▶ **TASK MATERIAL**
== == ==

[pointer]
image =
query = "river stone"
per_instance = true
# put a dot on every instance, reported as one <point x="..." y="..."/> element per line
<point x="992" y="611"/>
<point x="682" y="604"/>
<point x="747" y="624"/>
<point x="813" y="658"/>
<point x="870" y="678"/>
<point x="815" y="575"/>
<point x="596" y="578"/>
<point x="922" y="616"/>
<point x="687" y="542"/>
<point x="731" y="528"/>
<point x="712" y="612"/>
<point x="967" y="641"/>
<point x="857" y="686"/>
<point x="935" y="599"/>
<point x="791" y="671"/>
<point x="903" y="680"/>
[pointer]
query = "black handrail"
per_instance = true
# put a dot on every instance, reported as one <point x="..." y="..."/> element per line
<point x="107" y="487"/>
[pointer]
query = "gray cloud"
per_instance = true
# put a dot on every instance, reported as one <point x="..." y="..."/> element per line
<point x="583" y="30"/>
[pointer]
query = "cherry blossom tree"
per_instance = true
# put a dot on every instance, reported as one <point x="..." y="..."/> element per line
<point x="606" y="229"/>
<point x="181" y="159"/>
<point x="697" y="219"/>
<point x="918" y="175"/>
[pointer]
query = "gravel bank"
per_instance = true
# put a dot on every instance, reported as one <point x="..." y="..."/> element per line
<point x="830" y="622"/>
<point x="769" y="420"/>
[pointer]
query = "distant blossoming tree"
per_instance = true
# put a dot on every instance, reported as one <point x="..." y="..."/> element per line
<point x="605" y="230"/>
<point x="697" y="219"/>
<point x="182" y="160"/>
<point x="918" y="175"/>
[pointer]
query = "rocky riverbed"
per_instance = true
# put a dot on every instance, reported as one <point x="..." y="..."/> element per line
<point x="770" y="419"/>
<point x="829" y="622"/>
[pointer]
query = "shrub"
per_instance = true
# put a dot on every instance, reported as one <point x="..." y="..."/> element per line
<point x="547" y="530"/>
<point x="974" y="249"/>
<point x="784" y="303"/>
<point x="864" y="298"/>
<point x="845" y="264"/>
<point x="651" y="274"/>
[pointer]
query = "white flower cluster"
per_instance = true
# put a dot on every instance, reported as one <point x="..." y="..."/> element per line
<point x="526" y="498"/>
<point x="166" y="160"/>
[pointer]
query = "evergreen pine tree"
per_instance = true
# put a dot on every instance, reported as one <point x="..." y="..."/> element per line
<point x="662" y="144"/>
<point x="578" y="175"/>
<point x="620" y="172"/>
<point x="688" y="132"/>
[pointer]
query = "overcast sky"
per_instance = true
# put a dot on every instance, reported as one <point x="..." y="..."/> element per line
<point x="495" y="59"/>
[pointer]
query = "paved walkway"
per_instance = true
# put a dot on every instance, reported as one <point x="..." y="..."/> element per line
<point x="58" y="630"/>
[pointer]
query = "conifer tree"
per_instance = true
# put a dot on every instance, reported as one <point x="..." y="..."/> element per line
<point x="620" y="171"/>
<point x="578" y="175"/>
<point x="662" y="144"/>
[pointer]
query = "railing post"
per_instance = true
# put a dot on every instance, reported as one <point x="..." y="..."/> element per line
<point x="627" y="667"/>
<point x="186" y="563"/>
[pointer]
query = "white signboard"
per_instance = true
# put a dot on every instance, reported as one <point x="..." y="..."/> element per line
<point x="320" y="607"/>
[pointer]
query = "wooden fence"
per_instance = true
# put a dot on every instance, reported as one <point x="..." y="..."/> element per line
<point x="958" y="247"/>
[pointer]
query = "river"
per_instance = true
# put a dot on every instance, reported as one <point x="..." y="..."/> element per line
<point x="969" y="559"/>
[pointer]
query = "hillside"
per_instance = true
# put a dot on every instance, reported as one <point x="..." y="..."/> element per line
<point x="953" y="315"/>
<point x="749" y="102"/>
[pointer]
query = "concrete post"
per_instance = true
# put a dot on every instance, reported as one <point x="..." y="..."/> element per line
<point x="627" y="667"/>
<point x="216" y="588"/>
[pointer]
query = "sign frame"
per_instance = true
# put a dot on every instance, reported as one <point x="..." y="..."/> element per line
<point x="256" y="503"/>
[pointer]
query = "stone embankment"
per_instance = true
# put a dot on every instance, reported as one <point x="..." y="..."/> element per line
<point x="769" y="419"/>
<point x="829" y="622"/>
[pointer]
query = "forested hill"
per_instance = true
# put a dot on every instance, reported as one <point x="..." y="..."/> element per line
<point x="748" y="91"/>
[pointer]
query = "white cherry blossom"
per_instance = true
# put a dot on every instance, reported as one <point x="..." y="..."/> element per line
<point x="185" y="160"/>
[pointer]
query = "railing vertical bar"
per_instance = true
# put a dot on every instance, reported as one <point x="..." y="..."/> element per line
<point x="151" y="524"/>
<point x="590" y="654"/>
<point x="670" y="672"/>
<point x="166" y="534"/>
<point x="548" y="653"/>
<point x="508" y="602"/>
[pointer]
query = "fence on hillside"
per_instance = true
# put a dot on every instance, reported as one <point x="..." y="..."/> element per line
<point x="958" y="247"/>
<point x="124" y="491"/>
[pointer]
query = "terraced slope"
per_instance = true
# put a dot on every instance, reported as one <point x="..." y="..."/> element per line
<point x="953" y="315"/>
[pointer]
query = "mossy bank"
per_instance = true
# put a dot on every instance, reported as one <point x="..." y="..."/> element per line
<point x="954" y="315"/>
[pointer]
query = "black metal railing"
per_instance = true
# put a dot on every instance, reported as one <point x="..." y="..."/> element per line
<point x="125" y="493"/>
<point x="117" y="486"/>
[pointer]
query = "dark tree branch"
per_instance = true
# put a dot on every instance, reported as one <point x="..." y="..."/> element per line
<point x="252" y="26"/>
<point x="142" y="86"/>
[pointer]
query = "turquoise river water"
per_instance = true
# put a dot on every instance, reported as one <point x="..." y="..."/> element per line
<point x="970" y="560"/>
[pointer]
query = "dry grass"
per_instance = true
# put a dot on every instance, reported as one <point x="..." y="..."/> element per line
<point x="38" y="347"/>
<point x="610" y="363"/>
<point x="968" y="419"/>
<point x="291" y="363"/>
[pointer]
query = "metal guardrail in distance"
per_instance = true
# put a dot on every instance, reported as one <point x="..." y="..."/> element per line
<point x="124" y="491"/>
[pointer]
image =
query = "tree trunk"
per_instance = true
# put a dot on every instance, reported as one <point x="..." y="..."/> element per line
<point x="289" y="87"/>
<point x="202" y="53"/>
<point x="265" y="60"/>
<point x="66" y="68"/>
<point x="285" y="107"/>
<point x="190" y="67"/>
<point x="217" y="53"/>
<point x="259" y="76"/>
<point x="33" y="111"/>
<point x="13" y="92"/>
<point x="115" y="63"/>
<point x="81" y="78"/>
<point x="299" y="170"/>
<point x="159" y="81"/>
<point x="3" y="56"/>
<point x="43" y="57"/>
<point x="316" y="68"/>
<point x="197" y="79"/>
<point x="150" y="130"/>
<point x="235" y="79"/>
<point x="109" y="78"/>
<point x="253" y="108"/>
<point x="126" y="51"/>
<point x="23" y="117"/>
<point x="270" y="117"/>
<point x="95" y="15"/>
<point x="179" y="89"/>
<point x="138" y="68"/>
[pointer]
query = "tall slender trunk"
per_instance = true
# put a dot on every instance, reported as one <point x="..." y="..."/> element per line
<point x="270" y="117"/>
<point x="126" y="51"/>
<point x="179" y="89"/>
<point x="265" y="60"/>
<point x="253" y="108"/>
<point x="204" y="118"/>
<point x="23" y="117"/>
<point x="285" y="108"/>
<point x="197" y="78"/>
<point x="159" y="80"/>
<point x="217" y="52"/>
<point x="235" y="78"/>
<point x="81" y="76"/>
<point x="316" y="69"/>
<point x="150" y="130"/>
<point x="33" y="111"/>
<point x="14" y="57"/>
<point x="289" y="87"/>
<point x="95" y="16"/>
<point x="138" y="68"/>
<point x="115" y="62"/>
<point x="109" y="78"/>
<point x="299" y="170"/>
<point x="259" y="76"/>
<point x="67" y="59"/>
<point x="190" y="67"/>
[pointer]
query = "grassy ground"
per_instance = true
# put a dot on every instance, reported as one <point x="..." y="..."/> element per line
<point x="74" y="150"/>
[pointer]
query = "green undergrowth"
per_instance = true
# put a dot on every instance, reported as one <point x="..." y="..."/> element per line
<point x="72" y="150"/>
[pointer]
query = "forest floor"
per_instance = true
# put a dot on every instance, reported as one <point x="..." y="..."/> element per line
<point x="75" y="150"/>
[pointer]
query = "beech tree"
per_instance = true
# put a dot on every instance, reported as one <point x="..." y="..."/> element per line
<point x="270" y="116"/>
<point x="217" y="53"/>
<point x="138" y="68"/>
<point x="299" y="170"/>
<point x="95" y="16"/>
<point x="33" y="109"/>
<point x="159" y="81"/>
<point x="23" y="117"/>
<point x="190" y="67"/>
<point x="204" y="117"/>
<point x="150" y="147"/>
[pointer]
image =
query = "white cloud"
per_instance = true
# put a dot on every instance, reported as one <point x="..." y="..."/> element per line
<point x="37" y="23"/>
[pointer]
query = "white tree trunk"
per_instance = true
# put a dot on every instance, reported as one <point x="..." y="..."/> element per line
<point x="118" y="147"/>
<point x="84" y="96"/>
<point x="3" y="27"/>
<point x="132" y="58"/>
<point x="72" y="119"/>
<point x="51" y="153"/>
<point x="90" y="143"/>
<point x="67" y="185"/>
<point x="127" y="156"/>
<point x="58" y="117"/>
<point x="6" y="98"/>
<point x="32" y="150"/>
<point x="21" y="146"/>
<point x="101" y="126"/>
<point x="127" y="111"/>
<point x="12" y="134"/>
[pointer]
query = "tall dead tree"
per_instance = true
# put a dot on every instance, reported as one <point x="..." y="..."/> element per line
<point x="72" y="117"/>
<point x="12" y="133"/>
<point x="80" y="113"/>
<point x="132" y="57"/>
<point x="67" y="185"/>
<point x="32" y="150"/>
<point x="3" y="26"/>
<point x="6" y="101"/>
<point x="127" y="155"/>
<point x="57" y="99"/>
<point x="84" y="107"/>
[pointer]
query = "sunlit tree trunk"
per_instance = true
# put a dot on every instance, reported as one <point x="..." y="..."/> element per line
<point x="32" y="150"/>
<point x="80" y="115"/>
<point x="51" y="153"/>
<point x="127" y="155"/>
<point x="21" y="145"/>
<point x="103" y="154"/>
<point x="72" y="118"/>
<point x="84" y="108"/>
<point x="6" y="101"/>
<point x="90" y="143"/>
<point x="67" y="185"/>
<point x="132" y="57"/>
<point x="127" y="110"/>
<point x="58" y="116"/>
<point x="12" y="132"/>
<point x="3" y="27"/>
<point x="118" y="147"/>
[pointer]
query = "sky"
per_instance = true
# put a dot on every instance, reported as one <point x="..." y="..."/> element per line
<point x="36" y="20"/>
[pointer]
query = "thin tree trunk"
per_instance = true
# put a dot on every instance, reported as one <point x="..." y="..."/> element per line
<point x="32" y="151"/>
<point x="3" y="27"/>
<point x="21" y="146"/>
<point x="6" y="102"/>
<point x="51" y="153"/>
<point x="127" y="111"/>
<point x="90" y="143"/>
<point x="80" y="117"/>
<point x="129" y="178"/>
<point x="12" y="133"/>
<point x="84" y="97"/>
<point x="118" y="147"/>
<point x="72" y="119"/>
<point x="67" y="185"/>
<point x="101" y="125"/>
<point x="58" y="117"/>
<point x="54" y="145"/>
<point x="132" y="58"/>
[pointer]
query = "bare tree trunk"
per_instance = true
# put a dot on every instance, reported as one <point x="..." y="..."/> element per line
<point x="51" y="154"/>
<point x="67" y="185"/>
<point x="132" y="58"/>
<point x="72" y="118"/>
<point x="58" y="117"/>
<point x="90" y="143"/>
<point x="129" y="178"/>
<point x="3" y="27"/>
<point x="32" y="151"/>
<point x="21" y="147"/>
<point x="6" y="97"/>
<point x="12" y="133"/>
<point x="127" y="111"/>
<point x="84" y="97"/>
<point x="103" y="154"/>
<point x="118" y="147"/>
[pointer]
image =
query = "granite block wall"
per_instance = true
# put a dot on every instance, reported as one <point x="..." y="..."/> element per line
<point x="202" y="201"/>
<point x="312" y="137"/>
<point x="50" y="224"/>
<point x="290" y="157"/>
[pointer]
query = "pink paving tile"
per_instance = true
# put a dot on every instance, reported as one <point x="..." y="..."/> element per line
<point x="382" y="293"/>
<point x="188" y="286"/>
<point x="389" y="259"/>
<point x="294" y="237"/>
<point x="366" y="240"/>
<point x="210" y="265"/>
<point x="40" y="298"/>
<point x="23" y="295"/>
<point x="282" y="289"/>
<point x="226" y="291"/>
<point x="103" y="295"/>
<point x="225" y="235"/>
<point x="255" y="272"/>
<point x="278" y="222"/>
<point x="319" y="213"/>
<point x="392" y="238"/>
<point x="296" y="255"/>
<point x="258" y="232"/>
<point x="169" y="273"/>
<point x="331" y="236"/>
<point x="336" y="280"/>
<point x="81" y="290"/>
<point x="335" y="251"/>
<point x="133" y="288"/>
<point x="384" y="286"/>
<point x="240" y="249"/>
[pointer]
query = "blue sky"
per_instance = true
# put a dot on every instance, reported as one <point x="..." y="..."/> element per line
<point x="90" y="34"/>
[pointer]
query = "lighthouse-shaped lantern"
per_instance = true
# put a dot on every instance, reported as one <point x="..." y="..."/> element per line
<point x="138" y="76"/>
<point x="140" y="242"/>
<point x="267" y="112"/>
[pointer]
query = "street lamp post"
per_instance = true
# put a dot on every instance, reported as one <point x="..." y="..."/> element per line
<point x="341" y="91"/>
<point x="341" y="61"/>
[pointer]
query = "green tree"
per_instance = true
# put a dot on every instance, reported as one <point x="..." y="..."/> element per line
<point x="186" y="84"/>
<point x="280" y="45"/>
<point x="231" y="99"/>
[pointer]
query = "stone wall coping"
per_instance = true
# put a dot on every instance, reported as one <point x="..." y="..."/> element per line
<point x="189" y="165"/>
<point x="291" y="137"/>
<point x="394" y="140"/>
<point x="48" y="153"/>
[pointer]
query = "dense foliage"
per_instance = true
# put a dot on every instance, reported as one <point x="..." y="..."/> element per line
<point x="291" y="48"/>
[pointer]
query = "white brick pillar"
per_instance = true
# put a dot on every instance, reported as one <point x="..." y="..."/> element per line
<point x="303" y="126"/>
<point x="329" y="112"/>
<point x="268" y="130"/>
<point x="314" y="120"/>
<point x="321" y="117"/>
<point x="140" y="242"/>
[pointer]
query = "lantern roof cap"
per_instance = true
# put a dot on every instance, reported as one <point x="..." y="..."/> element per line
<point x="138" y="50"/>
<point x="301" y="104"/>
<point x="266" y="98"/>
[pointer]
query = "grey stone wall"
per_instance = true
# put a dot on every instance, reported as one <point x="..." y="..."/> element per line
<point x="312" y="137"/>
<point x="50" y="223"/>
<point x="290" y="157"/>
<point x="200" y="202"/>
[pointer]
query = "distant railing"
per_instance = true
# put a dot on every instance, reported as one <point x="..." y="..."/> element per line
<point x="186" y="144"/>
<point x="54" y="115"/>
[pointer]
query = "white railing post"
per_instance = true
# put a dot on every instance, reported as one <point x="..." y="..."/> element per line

== == ==

▶ **YOUR OBJECTIVE**
List every line in the data that contains the word "fence".

▶ **RESPONSE TO THE TASK**
query = "wooden fence"
query = "fence on hillside"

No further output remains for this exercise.